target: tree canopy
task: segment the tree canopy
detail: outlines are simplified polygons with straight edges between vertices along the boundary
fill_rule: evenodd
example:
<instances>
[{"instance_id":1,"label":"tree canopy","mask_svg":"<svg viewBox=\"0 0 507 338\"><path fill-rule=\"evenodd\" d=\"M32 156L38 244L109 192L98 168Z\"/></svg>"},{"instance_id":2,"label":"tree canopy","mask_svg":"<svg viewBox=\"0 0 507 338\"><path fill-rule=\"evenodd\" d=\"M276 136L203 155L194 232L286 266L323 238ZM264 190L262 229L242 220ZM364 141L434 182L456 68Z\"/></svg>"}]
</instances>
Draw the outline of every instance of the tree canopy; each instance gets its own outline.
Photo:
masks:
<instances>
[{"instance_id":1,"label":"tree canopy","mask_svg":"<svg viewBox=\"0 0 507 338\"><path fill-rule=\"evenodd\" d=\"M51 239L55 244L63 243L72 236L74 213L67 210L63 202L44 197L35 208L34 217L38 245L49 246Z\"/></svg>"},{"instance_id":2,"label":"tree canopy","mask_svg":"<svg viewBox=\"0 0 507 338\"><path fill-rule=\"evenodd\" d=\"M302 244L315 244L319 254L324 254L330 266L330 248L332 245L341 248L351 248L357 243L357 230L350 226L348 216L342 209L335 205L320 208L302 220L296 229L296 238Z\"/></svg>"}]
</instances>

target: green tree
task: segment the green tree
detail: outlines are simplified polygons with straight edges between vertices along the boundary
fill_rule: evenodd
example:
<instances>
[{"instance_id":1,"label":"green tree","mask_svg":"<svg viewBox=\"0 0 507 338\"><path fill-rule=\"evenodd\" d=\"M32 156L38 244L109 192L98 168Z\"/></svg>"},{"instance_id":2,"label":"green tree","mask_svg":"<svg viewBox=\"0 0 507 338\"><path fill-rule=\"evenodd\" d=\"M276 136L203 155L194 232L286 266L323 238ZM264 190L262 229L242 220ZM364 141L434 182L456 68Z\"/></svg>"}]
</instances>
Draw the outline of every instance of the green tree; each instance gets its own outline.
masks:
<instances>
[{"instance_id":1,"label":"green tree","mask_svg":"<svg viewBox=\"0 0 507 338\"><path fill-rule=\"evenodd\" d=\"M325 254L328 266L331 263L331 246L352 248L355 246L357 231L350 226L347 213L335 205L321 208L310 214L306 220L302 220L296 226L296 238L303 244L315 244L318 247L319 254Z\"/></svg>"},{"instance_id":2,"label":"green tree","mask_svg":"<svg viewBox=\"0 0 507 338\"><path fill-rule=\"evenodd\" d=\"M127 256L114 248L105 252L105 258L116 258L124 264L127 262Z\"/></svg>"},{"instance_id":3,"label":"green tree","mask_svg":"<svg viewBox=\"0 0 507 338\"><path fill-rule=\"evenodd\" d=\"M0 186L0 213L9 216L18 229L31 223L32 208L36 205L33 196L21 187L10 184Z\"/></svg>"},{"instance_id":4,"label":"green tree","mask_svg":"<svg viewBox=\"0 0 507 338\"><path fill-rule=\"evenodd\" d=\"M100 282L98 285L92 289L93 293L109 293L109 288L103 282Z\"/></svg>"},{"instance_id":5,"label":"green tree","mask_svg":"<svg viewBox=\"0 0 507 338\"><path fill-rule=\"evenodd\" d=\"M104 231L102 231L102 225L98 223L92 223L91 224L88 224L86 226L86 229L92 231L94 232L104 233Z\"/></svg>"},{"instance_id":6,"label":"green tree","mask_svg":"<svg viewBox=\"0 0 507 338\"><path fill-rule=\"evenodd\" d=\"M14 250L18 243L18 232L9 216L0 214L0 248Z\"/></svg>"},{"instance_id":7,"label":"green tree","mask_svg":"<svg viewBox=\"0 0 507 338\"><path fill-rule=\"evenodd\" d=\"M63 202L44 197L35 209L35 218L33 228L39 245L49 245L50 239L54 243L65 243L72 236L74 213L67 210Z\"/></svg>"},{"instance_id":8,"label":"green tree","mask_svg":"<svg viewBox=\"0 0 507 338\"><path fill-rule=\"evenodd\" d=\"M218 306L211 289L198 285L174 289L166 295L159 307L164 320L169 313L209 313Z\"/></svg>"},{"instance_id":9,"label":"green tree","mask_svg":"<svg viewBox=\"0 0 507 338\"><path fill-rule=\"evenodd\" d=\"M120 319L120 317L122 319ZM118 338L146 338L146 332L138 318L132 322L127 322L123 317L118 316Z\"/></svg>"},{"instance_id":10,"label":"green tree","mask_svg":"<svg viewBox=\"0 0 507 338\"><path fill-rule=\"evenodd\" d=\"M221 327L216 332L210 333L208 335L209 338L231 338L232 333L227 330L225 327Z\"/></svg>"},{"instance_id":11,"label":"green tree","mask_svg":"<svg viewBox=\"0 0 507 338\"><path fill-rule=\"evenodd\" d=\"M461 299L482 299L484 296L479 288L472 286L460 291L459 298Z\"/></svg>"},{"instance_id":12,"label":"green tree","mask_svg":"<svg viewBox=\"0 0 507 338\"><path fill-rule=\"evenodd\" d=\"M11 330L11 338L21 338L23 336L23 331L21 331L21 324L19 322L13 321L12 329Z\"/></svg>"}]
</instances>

....................

From the records above, extract every entry exactly as given.

target: tree canopy
task: segment the tree canopy
detail: outlines are simplified polygons with straight edges between vertices along the boundary
fill_rule: evenodd
example:
<instances>
[{"instance_id":1,"label":"tree canopy","mask_svg":"<svg viewBox=\"0 0 507 338\"><path fill-rule=\"evenodd\" d=\"M32 156L38 244L109 192L98 168Z\"/></svg>"},{"instance_id":2,"label":"tree canopy","mask_svg":"<svg viewBox=\"0 0 507 338\"><path fill-rule=\"evenodd\" d=\"M276 136L203 155L194 232L286 266L323 238ZM264 190L262 229L242 220ZM364 141L434 182L456 68Z\"/></svg>"}]
</instances>
Draw the outline of every instance of the tree canopy; each instance gets its own outline.
Photo:
masks:
<instances>
[{"instance_id":1,"label":"tree canopy","mask_svg":"<svg viewBox=\"0 0 507 338\"><path fill-rule=\"evenodd\" d=\"M51 239L55 244L63 243L72 236L74 213L67 210L63 202L44 197L35 208L34 217L38 245L49 246Z\"/></svg>"},{"instance_id":2,"label":"tree canopy","mask_svg":"<svg viewBox=\"0 0 507 338\"><path fill-rule=\"evenodd\" d=\"M302 244L315 244L319 254L324 254L330 266L330 248L332 245L341 248L351 248L357 243L357 230L350 226L348 216L342 209L335 205L320 208L302 220L296 229L296 238Z\"/></svg>"}]
</instances>

target: green tree
task: segment the green tree
detail: outlines are simplified polygons with straight edges between vertices along the boundary
fill_rule: evenodd
example:
<instances>
[{"instance_id":1,"label":"green tree","mask_svg":"<svg viewBox=\"0 0 507 338\"><path fill-rule=\"evenodd\" d=\"M32 156L38 244L109 192L98 168Z\"/></svg>"},{"instance_id":2,"label":"green tree","mask_svg":"<svg viewBox=\"0 0 507 338\"><path fill-rule=\"evenodd\" d=\"M276 136L203 155L194 232L286 266L323 238ZM264 190L262 229L242 220ZM364 141L434 182L456 68Z\"/></svg>"}]
</instances>
Draw the outline of every instance of the green tree; each instance gets its own outline.
masks:
<instances>
[{"instance_id":1,"label":"green tree","mask_svg":"<svg viewBox=\"0 0 507 338\"><path fill-rule=\"evenodd\" d=\"M325 254L328 266L331 263L331 246L352 248L355 246L357 231L350 226L347 213L335 205L321 208L310 214L306 220L302 220L296 226L296 238L303 244L315 244L318 247L319 254Z\"/></svg>"},{"instance_id":2,"label":"green tree","mask_svg":"<svg viewBox=\"0 0 507 338\"><path fill-rule=\"evenodd\" d=\"M127 256L114 248L105 252L105 258L116 258L124 264L127 262Z\"/></svg>"},{"instance_id":3,"label":"green tree","mask_svg":"<svg viewBox=\"0 0 507 338\"><path fill-rule=\"evenodd\" d=\"M0 186L0 213L9 216L18 229L31 223L32 208L36 205L33 196L21 187L10 184Z\"/></svg>"},{"instance_id":4,"label":"green tree","mask_svg":"<svg viewBox=\"0 0 507 338\"><path fill-rule=\"evenodd\" d=\"M100 282L98 285L92 289L93 293L109 293L109 288L103 282Z\"/></svg>"},{"instance_id":5,"label":"green tree","mask_svg":"<svg viewBox=\"0 0 507 338\"><path fill-rule=\"evenodd\" d=\"M104 231L102 231L102 225L98 223L92 223L91 224L88 224L86 226L86 229L92 231L94 232L104 233Z\"/></svg>"},{"instance_id":6,"label":"green tree","mask_svg":"<svg viewBox=\"0 0 507 338\"><path fill-rule=\"evenodd\" d=\"M14 250L18 243L18 232L9 216L0 214L0 248Z\"/></svg>"},{"instance_id":7,"label":"green tree","mask_svg":"<svg viewBox=\"0 0 507 338\"><path fill-rule=\"evenodd\" d=\"M63 202L44 197L35 209L35 218L33 228L39 245L49 245L50 239L54 243L65 243L72 236L74 213L67 210Z\"/></svg>"},{"instance_id":8,"label":"green tree","mask_svg":"<svg viewBox=\"0 0 507 338\"><path fill-rule=\"evenodd\" d=\"M218 306L211 289L198 285L174 289L166 295L159 307L164 320L169 313L209 313Z\"/></svg>"},{"instance_id":9,"label":"green tree","mask_svg":"<svg viewBox=\"0 0 507 338\"><path fill-rule=\"evenodd\" d=\"M120 319L120 317L122 319ZM118 338L146 338L146 332L138 318L132 322L127 322L123 317L118 316Z\"/></svg>"},{"instance_id":10,"label":"green tree","mask_svg":"<svg viewBox=\"0 0 507 338\"><path fill-rule=\"evenodd\" d=\"M221 327L216 332L210 333L208 335L209 338L231 338L232 333L227 330L225 327Z\"/></svg>"},{"instance_id":11,"label":"green tree","mask_svg":"<svg viewBox=\"0 0 507 338\"><path fill-rule=\"evenodd\" d=\"M461 299L482 299L484 296L479 288L472 286L460 291L459 298Z\"/></svg>"},{"instance_id":12,"label":"green tree","mask_svg":"<svg viewBox=\"0 0 507 338\"><path fill-rule=\"evenodd\" d=\"M11 330L11 338L21 338L23 336L23 331L21 331L21 324L19 322L13 321L12 329Z\"/></svg>"}]
</instances>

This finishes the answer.